■ **Task statement**:
Rewrite everything from the start of the records down to the line containing "(1078, 542)", substituting "mark" for each "tag" and leaving all else unchanged.

■ **Given records**:
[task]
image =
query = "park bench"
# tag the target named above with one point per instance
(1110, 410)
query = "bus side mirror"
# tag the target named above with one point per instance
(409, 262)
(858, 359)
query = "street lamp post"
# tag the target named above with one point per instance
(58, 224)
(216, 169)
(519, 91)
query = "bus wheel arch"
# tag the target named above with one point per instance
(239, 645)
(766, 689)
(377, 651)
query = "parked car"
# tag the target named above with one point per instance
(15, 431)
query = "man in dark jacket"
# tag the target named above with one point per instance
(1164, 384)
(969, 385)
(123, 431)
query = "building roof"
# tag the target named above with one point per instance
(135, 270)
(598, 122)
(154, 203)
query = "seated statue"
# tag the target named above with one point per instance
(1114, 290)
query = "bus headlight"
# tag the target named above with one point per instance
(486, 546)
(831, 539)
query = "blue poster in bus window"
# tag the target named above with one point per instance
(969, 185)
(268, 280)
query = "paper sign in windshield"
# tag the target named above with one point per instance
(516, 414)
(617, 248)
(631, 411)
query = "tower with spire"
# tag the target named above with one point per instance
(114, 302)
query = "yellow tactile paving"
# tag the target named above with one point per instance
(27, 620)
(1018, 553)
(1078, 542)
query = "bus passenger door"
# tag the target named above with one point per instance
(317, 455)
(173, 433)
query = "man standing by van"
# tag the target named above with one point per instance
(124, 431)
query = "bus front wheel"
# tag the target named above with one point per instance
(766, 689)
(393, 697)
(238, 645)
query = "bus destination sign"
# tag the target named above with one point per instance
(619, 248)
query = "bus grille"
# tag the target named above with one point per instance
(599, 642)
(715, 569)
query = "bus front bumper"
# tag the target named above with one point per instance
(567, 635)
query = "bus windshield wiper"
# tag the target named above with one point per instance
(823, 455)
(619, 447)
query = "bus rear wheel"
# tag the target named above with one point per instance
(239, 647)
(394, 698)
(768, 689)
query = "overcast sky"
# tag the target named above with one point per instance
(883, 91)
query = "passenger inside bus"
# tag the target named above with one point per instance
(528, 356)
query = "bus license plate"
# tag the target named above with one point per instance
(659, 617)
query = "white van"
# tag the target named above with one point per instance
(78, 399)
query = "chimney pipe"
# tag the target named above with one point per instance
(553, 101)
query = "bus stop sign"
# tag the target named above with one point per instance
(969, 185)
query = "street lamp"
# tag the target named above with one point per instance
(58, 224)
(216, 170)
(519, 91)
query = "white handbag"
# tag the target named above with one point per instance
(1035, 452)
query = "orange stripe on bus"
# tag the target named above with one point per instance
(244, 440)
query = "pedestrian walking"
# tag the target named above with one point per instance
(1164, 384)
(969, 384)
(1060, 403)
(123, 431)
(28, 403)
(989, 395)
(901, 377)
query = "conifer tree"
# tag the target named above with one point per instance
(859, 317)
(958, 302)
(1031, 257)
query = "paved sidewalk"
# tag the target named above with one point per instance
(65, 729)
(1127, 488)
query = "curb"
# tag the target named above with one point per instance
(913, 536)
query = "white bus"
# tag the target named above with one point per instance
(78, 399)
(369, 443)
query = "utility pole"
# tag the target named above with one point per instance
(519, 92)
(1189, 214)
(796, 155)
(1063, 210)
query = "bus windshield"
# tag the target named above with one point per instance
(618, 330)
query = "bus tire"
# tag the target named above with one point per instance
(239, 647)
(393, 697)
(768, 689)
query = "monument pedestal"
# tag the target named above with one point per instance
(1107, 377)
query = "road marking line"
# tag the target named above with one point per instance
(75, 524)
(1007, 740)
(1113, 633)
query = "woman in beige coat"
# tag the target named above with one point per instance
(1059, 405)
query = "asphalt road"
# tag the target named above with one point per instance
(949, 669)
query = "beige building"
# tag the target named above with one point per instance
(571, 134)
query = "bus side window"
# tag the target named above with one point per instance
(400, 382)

■ **Exercise answer**:
[task]
image =
query = "park bench"
# mark the target named above with one point per instance
(1110, 410)
query = "bus side mirror"
# mark the target named above with one point per instance
(409, 262)
(858, 359)
query = "street lamp post"
# mark the target named above with one point per instance
(58, 224)
(216, 169)
(519, 91)
query = "bus wheel arch"
# mark the target named above with one point per instance
(239, 645)
(766, 689)
(377, 651)
query = "parked car"
# mark the target named above with one point per instance
(15, 431)
query = "man in dark jacket"
# mark the target named above with one point per instance
(1164, 384)
(969, 385)
(123, 431)
query = "building roof"
# mark the target named above with one point per instance
(135, 270)
(598, 122)
(154, 203)
query = "seated statue"
# mark the target named above with one point per instance
(1114, 290)
query = "bus headlight"
# mark the target named above with one point per instance
(486, 546)
(831, 539)
query = "blue poster in bus window"
# mark the target named above with one point per instance
(969, 185)
(268, 280)
query = "paper sign in windshield"
# mark the target named above with one point per instance
(516, 414)
(617, 248)
(631, 411)
query = "tower with spire"
# mark the target named above with one point per instance
(114, 302)
query = "yellow tactile paving"
# mark the target named above with one point per instance
(27, 620)
(1018, 553)
(1078, 542)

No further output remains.